BRIEF:
Switch each "photo" in the records to "image", changing nothing else, and write every line out again without the pictures.

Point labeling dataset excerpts
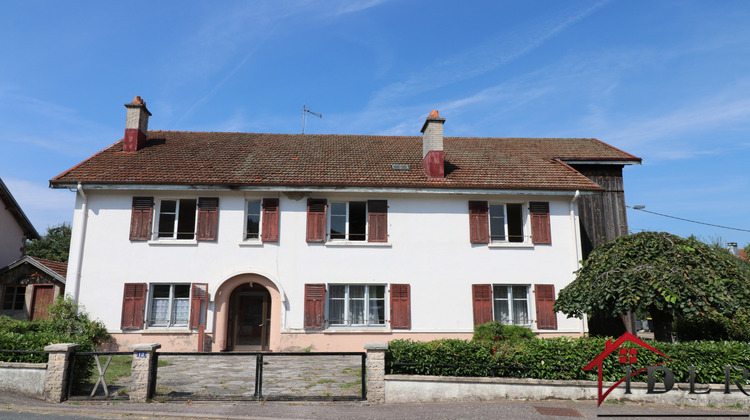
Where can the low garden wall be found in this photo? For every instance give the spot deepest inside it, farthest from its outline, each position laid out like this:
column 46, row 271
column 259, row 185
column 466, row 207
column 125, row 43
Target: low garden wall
column 26, row 378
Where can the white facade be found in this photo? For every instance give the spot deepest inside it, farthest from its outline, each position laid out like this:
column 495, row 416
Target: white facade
column 428, row 248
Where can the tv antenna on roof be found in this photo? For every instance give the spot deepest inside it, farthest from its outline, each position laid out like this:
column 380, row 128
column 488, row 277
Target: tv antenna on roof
column 305, row 111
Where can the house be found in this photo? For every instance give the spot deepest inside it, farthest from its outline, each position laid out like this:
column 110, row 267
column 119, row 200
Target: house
column 30, row 286
column 238, row 241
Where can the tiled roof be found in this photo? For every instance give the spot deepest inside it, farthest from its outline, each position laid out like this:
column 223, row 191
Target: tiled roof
column 56, row 266
column 57, row 270
column 308, row 160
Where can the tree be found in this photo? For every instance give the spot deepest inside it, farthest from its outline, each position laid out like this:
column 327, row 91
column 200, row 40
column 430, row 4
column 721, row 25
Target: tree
column 54, row 245
column 658, row 273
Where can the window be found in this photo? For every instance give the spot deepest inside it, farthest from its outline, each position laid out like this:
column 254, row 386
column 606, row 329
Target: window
column 252, row 224
column 169, row 305
column 177, row 219
column 511, row 304
column 506, row 223
column 348, row 221
column 262, row 220
column 14, row 297
column 356, row 305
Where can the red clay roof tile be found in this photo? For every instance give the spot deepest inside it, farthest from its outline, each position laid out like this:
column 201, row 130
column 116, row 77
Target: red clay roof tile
column 305, row 160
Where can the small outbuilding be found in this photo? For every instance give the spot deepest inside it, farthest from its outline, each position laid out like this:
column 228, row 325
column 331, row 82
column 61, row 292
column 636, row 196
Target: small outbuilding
column 30, row 285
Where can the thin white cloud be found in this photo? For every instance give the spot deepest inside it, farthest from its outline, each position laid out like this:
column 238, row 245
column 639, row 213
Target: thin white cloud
column 42, row 205
column 347, row 7
column 510, row 45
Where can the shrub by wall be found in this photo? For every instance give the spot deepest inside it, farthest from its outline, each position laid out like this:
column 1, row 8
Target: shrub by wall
column 561, row 358
column 66, row 324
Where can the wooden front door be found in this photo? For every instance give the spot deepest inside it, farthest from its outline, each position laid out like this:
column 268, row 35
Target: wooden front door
column 250, row 319
column 43, row 298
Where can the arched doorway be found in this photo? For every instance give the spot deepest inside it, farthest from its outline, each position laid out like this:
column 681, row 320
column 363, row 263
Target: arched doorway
column 249, row 323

ANSWER FOR THIS EXERCISE:
Where can the low garden wall be found in this image? For every instance give the spot deepest inside it, farthest from its outline, each position laid out like this:
column 46, row 271
column 259, row 185
column 466, row 207
column 125, row 43
Target: low garden wall
column 26, row 378
Where can the white facade be found in this image? For every instance give the spot deepest inside it, farthest from its outline, each position laid out like this:
column 495, row 416
Target: white facade
column 428, row 248
Where can the tv antenna on roof be found in this image? For every instance give the spot deepest inside it, farthest from its outline, each position laid out like this:
column 380, row 128
column 488, row 277
Target: tv antenna on roof
column 305, row 111
Where can the house be found in this image? For every instance give the spot deepest inside it, farthest from its outline, each position laid out like this:
column 110, row 267
column 119, row 200
Target: house
column 30, row 286
column 238, row 241
Where can the tiled roof be found in this image? For every instance give the spot deepest inside it, farthest from its outline, each position laid out like this:
column 223, row 191
Target: tiled roof
column 56, row 266
column 57, row 270
column 308, row 160
Where can the tree be found in this image? For every instance give the spot deepest inside it, farthest from its outline, each position laid out like this:
column 327, row 91
column 200, row 40
column 430, row 4
column 721, row 25
Target: tree
column 54, row 245
column 658, row 273
Where can the window be found in this image? For every instance give the spot deepest inside it, farthest from its outline, each position laid out like this:
column 254, row 386
column 606, row 329
Target: window
column 252, row 224
column 169, row 305
column 177, row 219
column 511, row 304
column 506, row 223
column 348, row 221
column 262, row 220
column 14, row 297
column 356, row 305
Where can the red clay roof tile be found in this image? For every instance give the spot deepest inside it, farthest from its outline, each position laid out like this:
column 201, row 130
column 116, row 77
Target: red clay roof tile
column 305, row 160
Where can the small outbuilding be found in this image? For every instance give the spot deepest inside it, farthest from its outline, each position laid out like this:
column 228, row 325
column 331, row 82
column 61, row 292
column 636, row 196
Target: small outbuilding
column 30, row 285
Where can the thin white cloud be found in this image? For every instance give the spot deepest inside it, farthest from its outline, each position laid out like this:
column 238, row 245
column 639, row 213
Target: thin white cloud
column 42, row 205
column 347, row 7
column 510, row 45
Where can the shrub by wall be found in this image? For every instance give the spot deepest inside it, farthest from its outline, each position laid out like this:
column 1, row 8
Target: shrub by wall
column 561, row 358
column 66, row 324
Where can the wooden front door be found in this image? For every instance give the spot deepest inside it, farthest from its outline, each position laid out like this:
column 268, row 35
Target: wooden front door
column 250, row 319
column 43, row 298
Where can the arched doorway be found in this image? For every instance give the spot deepest inside it, farthest from its outline, each position laid out like this:
column 681, row 320
column 363, row 263
Target: arched doorway
column 249, row 323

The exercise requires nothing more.